*YOUR GOAL*
In the lines below, find the one that contains "Identify a point for each instance of the chair seat" and write it out exactly, along with every line that follows it.

*** Block opens ***

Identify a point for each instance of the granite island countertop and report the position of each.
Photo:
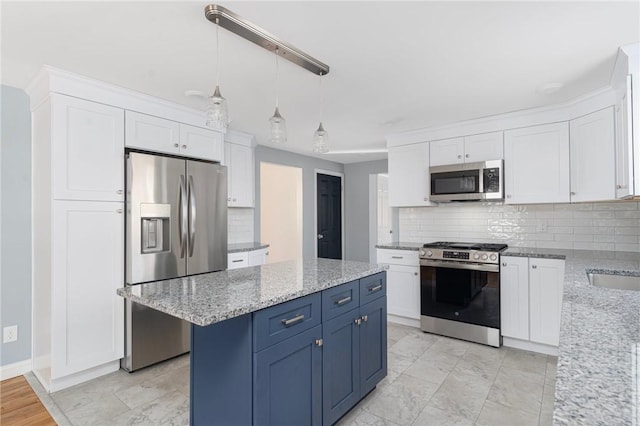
(214, 297)
(240, 247)
(598, 375)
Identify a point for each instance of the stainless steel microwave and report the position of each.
(467, 181)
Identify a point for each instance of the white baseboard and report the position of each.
(403, 320)
(530, 346)
(14, 370)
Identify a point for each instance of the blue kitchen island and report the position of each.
(288, 343)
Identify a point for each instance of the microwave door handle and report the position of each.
(192, 216)
(182, 216)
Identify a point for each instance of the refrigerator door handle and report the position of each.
(182, 215)
(192, 216)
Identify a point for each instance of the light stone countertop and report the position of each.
(598, 376)
(210, 298)
(251, 246)
(400, 246)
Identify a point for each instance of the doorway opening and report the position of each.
(281, 211)
(329, 214)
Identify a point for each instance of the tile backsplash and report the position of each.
(240, 225)
(592, 226)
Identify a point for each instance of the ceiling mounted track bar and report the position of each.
(245, 29)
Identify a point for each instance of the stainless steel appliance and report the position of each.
(460, 291)
(176, 225)
(467, 181)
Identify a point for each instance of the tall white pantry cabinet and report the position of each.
(78, 247)
(78, 213)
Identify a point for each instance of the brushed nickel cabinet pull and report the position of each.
(292, 321)
(343, 300)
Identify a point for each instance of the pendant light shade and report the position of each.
(278, 126)
(217, 109)
(321, 137)
(321, 140)
(277, 123)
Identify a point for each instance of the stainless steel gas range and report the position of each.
(460, 290)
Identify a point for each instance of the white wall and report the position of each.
(240, 225)
(281, 211)
(592, 226)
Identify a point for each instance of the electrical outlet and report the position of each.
(10, 334)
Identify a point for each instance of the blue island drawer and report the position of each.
(340, 299)
(279, 322)
(373, 287)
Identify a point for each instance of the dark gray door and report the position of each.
(329, 213)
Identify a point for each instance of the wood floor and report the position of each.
(19, 404)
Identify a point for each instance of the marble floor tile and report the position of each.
(402, 401)
(495, 414)
(432, 416)
(364, 418)
(517, 394)
(525, 361)
(462, 393)
(413, 345)
(452, 347)
(99, 411)
(398, 331)
(433, 366)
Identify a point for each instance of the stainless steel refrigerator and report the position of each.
(176, 225)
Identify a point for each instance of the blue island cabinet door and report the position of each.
(373, 344)
(341, 365)
(287, 381)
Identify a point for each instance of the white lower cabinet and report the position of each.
(403, 282)
(258, 257)
(531, 300)
(242, 259)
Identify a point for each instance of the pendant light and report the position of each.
(277, 123)
(217, 110)
(321, 137)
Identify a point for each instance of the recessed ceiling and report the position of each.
(395, 66)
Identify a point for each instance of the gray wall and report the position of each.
(308, 165)
(356, 197)
(15, 224)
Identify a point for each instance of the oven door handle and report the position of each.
(455, 265)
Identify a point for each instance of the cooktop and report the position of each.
(465, 246)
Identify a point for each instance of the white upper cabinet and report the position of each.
(592, 157)
(201, 143)
(468, 149)
(624, 144)
(87, 149)
(160, 135)
(152, 133)
(409, 183)
(446, 151)
(537, 164)
(484, 147)
(239, 160)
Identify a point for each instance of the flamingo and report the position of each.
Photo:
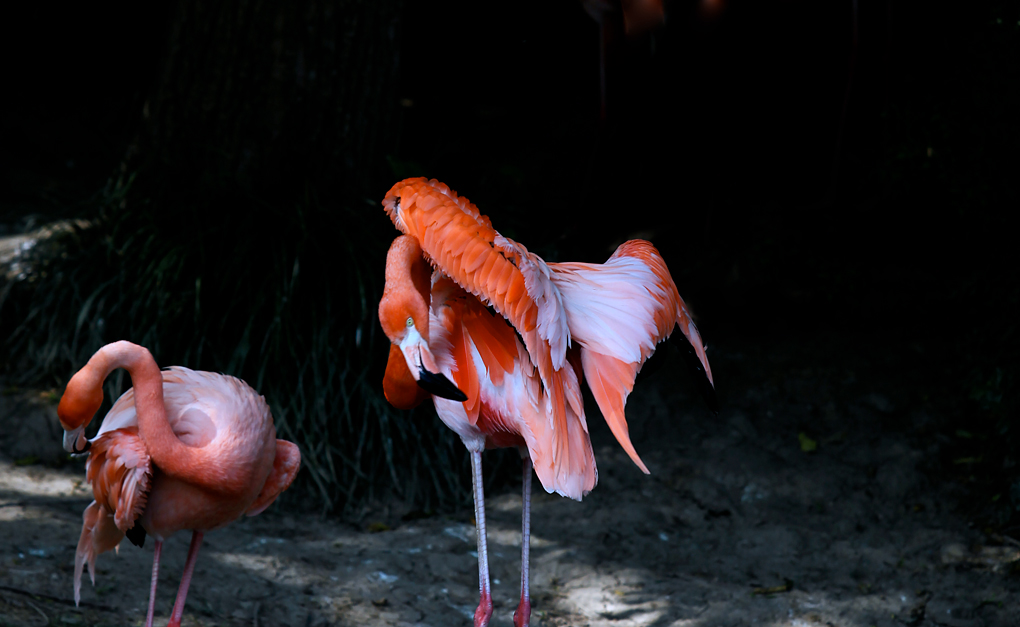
(525, 390)
(182, 450)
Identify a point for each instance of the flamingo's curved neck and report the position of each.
(168, 453)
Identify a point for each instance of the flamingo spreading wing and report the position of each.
(617, 312)
(182, 450)
(491, 394)
(483, 386)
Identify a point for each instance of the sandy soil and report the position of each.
(738, 524)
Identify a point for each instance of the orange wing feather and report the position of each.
(459, 241)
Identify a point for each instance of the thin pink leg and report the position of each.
(485, 611)
(179, 605)
(522, 617)
(152, 586)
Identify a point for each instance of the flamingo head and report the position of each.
(404, 316)
(79, 404)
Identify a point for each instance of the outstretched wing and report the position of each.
(618, 312)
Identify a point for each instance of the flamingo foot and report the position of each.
(522, 616)
(485, 611)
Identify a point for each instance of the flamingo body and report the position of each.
(576, 322)
(617, 312)
(233, 465)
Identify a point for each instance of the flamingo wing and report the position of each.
(506, 399)
(285, 468)
(461, 243)
(120, 473)
(618, 312)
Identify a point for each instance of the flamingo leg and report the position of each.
(522, 617)
(485, 610)
(152, 586)
(179, 605)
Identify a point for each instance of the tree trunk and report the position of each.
(268, 96)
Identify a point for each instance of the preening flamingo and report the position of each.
(577, 321)
(182, 450)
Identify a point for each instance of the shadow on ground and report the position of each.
(811, 500)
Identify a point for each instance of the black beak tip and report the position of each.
(438, 384)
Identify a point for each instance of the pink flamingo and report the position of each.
(182, 450)
(487, 388)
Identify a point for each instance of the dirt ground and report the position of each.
(810, 500)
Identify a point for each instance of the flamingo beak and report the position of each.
(425, 371)
(74, 441)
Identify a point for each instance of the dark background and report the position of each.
(806, 168)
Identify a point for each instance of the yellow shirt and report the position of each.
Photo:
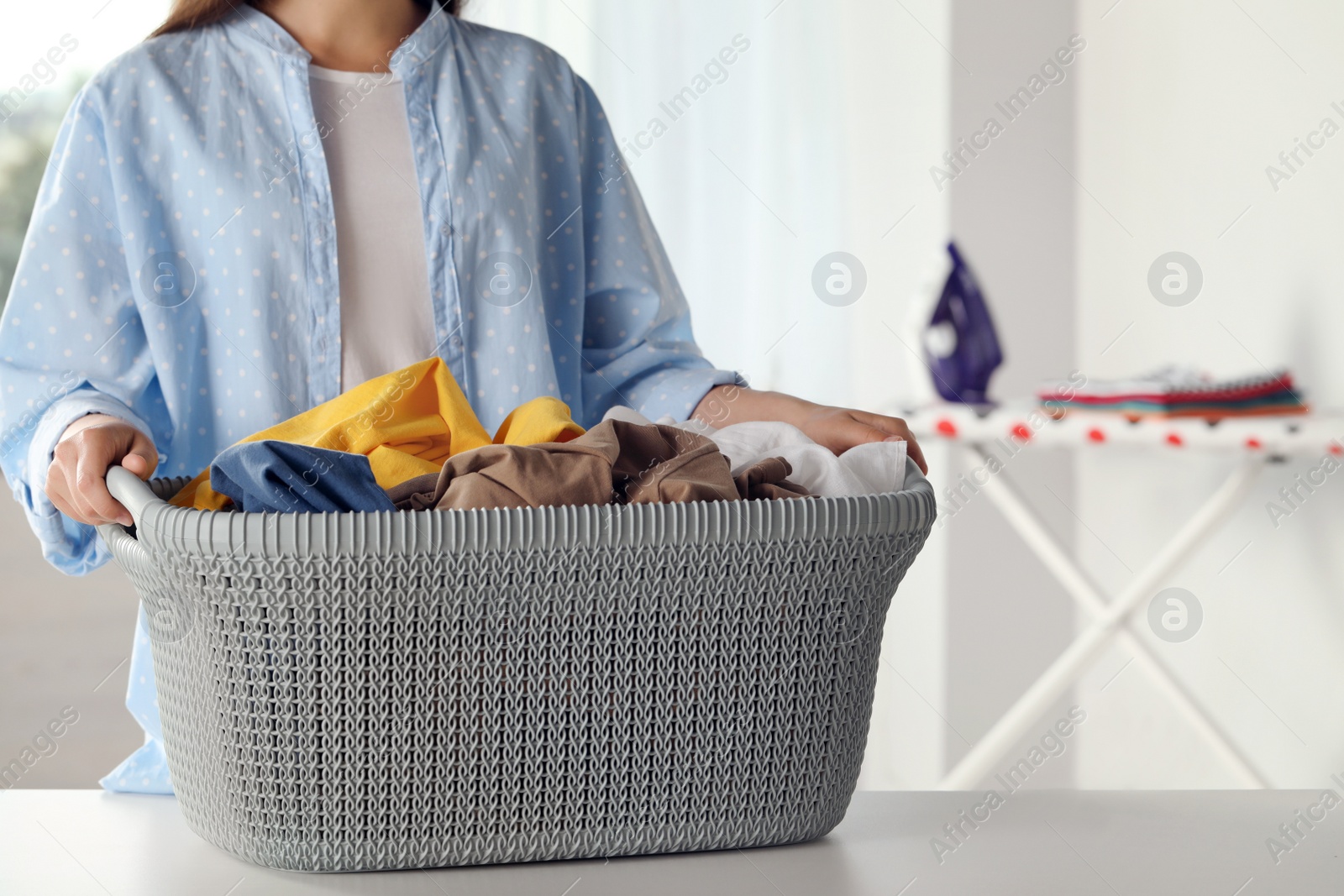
(407, 422)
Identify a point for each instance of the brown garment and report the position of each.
(766, 479)
(615, 463)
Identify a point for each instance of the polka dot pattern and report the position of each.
(181, 271)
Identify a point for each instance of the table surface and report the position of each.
(1043, 842)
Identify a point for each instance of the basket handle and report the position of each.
(131, 490)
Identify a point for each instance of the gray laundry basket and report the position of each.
(375, 691)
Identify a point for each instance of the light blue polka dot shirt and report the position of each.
(181, 266)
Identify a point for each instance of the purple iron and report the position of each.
(960, 342)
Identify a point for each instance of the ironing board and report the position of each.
(1247, 443)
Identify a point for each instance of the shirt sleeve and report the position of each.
(71, 338)
(638, 343)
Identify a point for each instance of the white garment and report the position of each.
(864, 469)
(386, 320)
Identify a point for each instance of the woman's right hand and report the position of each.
(77, 479)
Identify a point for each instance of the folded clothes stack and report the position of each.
(409, 441)
(1176, 391)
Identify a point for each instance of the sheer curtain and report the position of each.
(816, 139)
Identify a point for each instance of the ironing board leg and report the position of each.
(1108, 622)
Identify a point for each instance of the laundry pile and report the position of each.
(409, 441)
(1178, 391)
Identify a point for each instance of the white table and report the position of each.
(1247, 445)
(1045, 842)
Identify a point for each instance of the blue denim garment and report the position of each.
(181, 266)
(282, 477)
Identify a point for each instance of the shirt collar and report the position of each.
(425, 43)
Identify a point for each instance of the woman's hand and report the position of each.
(840, 429)
(77, 479)
(837, 427)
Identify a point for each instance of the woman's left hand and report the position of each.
(837, 427)
(840, 429)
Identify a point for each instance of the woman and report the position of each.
(262, 206)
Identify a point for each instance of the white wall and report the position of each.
(817, 141)
(1182, 107)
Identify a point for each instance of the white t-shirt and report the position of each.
(386, 320)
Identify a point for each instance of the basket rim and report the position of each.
(165, 528)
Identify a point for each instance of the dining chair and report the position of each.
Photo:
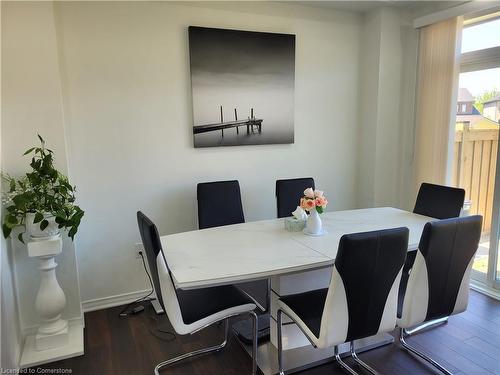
(440, 202)
(437, 201)
(289, 192)
(219, 203)
(190, 311)
(439, 281)
(361, 299)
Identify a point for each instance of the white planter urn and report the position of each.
(50, 300)
(314, 225)
(34, 231)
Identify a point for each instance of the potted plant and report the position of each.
(42, 201)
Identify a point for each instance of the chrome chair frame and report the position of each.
(364, 365)
(426, 325)
(219, 347)
(418, 353)
(336, 354)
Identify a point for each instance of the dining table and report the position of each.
(292, 262)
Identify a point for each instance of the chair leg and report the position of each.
(359, 361)
(419, 353)
(429, 324)
(196, 353)
(279, 327)
(341, 363)
(255, 329)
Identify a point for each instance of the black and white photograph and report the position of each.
(242, 87)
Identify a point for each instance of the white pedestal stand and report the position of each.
(54, 339)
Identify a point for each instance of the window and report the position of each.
(481, 36)
(476, 151)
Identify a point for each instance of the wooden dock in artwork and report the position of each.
(250, 123)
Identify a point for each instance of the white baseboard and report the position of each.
(485, 289)
(112, 301)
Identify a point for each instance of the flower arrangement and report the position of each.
(313, 199)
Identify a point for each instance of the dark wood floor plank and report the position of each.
(468, 344)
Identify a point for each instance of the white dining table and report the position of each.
(293, 261)
(260, 249)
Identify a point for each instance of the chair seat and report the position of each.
(308, 306)
(198, 304)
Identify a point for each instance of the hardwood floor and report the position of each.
(468, 344)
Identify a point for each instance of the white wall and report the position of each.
(31, 104)
(124, 70)
(10, 335)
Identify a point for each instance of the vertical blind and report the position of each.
(438, 69)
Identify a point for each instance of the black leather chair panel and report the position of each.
(199, 303)
(368, 264)
(289, 192)
(448, 247)
(152, 247)
(440, 202)
(219, 203)
(308, 306)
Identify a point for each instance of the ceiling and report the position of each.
(367, 6)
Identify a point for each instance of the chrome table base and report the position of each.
(306, 357)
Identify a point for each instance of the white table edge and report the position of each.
(250, 277)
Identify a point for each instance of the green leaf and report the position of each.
(6, 230)
(44, 224)
(38, 217)
(11, 220)
(29, 151)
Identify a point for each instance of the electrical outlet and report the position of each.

*** Block closes ***

*RESULT FOR THIS TASK*
Identify a point for each instance of the chair seat and report the position of each.
(308, 306)
(198, 304)
Identify a point for each instance of the hardwood floor and report the position of each.
(468, 344)
Identify a point for each instance of the white wall and report the position of each.
(31, 104)
(124, 70)
(10, 335)
Identify a point for each instance of the vertical blind and report the position of each.
(438, 69)
Identify a point for each instance of the black leather chair panel and report the position of each.
(199, 303)
(368, 264)
(289, 192)
(448, 247)
(152, 247)
(440, 202)
(219, 203)
(308, 306)
Identify a point for each instance of the ceiling and report the position of each.
(367, 6)
Identify a point for each instance of the chrome table base and report the position of each.
(306, 357)
Identify a point for each instance of the white table edge and report the position of each.
(250, 277)
Identify a point for each instance of the green leaf and report the position of each.
(6, 230)
(44, 224)
(38, 217)
(11, 220)
(29, 151)
Identify a point for each instance of the electrical outlet and report the position of each.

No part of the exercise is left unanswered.